- [Objective]
According to the setup instructions below, in which file is the password for the script's system user account saved?

- [Text to read]
What, Specifically, does this script do?

A lot. 99% of it comes directly from the RHEL7/CentOS 7 Installation guide itself, with little things I had to add in order for the instructions to actually work. Rather than list everything out, let me link you to the Install guide for CentOS/RHEL 7: https://misp.github.io/MISP/INSTALL.rhel7/ . Just about the only thing this script does NOT do that the installation guide covers is the section MISP Dashboard on CentOS

Instructions for use:

  1. Download this repo via git, or download the .zip file that github will provide you. The repo comes with a file automisp.conf, that you'll want to review and/or modify however you see fit. The various configuration options are well-documented and commented, and the defaults are pretty sensible. If you're okay with your MISP instance hostname being 'misp.local' and the 32-character alphanumeric passwords generated by default, you can skip to step 2.
    • RHEL7 users: Before you begin, there are a couple of prereqs you need to have in place. first and foremost, verify your RHEL system has an active support subscription. you'll need to register your system via subscription-manager register --auto-attach to ensure your system has access to the correct RPM repos.
    • Also for RHEL7 users: You need to have or request access to the Redhat Sofware Collection (RHSCL) repository before you can successfully run this script. If you have no idea what I'm talking about, you need to ensure that your redhat support subscription either includes access to RHSCL, or make a request to gain access to the RHSCL repos. Check out this link for more info: https://access.redhat.com/solutions/472793 . Once you have that access sorted, AutoMISP can handle subscribing your system to the rhscl repo as a part of AutoMISP
    • Yet another note for RHEL7 users: do you just want to play around on RHEL7? But don't have money? check out the redhat developer portal, and create an account there https://developers.redhat.com/ . This subscription is NOT inteded for enterprise use, but DOES include access to the RHSCL repo. Please don't abuse developer licenses.
  2. Once you have reviewed the automisp.conf file, and are satisfied with your configuration settings, simply start the autoMISP-RHEL-CentOS.sh shell script. Be aware that due to the number of configuration changes we will be making, that you will need to run the script as the root user or via the sudo command.
    • you should be able to run the script via bash autoMISP-RHEL-CentOS.sh if you are the root user, or via sudo bash autoMISP-RHEL-CentOS.sh as a non-root user (provided you have sudo privileges)
    • If you choose to operate with the default settings, your MISP server will have its hostname changed to misp.local. you can change this by editing the FQDN variable
    • The script will create a system user account, that is named misp by default, and defined by the MISP_USER variable. Its password is a randomly generated 32-character alphanumeric password that is generated when the script is executed. The password for the user account is saved to the file /root/misp_creds and is only accessible by the root user (chmod 600 permissions)

- [Data rows]

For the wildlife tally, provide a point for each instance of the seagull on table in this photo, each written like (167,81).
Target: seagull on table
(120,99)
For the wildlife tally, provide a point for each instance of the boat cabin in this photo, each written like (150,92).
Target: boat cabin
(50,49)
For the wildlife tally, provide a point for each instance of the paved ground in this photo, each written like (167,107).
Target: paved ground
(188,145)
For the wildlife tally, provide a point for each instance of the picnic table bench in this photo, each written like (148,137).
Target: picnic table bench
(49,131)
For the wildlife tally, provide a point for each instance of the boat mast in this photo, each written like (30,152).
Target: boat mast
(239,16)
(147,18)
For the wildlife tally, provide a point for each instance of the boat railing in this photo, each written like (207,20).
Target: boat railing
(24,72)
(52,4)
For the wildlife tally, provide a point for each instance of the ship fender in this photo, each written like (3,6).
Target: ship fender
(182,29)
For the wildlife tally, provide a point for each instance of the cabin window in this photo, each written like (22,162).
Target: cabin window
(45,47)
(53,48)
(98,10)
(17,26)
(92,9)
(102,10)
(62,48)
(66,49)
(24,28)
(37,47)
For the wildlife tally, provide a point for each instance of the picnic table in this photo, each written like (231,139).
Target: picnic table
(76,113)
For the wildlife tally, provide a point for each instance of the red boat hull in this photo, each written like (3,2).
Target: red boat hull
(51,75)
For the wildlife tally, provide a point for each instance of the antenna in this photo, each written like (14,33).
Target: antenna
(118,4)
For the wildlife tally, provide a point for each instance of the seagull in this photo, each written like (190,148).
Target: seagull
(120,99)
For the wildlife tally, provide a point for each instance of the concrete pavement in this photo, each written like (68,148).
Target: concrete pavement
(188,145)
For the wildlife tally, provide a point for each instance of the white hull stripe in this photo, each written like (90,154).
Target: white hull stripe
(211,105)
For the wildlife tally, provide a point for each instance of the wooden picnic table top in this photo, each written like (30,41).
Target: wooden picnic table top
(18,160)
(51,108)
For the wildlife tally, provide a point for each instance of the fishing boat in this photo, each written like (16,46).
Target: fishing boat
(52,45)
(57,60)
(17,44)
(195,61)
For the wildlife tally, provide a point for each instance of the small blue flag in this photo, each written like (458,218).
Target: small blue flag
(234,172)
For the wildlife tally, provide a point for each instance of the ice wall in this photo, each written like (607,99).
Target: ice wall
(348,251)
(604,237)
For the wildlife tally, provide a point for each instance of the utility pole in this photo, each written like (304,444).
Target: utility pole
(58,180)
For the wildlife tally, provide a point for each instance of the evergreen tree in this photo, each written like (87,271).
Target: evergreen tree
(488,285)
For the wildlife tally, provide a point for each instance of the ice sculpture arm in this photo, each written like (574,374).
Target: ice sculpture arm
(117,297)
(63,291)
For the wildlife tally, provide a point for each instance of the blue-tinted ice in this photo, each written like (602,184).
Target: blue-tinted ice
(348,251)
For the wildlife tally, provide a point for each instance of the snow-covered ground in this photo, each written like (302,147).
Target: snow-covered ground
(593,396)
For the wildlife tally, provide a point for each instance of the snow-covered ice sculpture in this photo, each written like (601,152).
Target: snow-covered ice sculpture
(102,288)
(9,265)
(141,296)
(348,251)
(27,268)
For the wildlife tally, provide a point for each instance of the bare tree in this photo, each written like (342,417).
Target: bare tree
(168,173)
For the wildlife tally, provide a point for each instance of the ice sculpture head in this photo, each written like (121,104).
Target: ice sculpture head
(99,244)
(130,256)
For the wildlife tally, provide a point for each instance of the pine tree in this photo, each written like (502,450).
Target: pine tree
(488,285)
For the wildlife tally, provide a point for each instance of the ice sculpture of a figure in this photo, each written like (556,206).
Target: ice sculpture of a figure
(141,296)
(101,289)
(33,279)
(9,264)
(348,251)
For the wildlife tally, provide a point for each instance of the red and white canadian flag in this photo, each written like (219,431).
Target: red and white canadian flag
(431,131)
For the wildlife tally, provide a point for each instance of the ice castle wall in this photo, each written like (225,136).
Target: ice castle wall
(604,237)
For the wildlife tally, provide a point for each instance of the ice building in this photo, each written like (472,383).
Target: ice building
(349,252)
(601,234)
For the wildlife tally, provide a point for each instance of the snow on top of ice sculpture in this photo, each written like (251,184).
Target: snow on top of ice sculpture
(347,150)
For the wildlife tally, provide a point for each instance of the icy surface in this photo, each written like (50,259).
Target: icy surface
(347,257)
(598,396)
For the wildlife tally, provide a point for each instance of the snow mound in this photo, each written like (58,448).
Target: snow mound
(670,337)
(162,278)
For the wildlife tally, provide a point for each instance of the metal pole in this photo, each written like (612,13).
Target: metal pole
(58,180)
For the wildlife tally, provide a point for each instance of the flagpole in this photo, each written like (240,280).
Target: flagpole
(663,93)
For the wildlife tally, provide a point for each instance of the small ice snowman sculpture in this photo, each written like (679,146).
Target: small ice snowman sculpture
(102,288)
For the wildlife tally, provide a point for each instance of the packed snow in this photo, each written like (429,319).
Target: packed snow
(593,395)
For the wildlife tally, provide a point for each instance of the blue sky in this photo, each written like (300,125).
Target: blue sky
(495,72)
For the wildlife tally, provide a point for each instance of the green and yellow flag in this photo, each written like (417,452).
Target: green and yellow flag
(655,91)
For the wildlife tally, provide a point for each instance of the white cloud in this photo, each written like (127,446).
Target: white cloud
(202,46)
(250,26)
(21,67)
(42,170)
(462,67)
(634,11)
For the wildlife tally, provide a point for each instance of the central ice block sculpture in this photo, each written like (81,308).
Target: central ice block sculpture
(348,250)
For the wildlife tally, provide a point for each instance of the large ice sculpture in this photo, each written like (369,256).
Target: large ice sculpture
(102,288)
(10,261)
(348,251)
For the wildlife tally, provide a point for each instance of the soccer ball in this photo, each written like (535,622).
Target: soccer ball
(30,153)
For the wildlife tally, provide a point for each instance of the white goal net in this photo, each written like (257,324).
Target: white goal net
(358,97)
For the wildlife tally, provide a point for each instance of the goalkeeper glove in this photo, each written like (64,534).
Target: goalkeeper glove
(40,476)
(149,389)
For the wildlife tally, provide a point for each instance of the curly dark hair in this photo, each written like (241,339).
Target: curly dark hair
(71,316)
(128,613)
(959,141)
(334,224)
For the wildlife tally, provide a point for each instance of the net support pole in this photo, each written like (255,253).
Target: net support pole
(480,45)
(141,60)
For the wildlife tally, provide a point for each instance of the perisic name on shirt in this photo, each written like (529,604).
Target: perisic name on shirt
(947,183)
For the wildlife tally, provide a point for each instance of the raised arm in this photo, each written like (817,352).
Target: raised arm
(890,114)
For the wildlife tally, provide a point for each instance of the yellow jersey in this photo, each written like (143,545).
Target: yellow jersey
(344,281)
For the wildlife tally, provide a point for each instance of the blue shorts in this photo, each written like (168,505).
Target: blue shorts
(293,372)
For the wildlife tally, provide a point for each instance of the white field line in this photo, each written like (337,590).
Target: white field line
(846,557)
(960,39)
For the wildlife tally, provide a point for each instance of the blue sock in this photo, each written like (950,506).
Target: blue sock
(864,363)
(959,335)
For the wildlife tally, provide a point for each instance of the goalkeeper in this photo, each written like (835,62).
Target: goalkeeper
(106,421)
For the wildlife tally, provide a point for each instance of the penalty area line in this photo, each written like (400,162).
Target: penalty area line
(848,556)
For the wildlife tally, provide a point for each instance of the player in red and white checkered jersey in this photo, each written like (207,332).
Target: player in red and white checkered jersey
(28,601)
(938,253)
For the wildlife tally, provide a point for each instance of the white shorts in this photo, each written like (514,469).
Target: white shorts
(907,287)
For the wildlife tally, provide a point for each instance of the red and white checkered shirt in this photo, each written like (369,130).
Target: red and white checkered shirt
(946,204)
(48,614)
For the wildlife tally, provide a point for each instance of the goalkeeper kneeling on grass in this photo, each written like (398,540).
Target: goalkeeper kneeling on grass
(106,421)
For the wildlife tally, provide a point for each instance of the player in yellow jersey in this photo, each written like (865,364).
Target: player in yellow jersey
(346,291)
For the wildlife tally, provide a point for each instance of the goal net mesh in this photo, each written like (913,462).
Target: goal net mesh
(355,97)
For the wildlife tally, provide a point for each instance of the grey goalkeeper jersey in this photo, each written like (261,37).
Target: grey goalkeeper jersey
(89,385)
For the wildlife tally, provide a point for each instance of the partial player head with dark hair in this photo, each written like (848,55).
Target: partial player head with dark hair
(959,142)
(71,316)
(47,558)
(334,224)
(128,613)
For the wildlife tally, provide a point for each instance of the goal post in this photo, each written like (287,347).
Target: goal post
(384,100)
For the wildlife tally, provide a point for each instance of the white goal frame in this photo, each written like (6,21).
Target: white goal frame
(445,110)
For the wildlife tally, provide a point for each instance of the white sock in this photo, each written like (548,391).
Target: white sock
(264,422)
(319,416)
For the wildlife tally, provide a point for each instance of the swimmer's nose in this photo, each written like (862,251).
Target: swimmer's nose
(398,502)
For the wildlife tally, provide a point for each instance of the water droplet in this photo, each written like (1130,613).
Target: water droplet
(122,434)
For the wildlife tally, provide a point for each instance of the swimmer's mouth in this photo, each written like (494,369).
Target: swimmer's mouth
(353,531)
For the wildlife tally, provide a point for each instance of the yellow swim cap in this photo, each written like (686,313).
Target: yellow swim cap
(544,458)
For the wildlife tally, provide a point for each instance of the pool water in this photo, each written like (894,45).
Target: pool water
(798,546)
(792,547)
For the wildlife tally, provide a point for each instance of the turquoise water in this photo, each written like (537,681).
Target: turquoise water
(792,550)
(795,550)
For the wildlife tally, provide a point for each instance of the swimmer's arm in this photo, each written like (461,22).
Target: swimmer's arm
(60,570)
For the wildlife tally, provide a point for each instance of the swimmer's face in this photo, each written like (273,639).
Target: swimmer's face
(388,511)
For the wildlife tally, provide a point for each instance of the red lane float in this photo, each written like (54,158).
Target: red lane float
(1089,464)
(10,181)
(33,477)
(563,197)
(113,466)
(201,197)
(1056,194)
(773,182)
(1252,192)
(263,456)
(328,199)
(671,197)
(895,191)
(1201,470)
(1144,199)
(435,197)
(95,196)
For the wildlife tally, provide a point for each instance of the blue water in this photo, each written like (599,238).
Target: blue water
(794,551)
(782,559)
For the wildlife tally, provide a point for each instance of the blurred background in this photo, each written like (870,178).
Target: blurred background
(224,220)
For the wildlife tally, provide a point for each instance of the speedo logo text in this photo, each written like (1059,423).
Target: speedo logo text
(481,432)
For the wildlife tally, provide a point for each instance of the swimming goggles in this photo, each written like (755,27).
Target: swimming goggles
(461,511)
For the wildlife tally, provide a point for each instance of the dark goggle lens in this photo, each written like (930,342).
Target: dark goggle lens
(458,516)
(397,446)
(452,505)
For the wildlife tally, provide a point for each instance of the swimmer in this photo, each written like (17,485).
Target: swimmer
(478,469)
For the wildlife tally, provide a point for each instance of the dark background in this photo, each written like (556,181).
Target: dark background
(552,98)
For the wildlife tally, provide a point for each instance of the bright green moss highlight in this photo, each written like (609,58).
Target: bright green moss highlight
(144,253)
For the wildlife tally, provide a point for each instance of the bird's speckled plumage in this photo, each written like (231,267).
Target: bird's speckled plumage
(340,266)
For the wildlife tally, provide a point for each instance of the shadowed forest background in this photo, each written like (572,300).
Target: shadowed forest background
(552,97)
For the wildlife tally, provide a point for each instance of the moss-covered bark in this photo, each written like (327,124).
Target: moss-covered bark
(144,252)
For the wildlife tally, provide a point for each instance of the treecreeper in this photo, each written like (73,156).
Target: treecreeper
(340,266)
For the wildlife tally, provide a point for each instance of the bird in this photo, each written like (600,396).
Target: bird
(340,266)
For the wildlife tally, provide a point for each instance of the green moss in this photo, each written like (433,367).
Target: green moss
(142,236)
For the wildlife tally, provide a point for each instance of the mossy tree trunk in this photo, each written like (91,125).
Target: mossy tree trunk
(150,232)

- [Written answer]
/root/misp_creds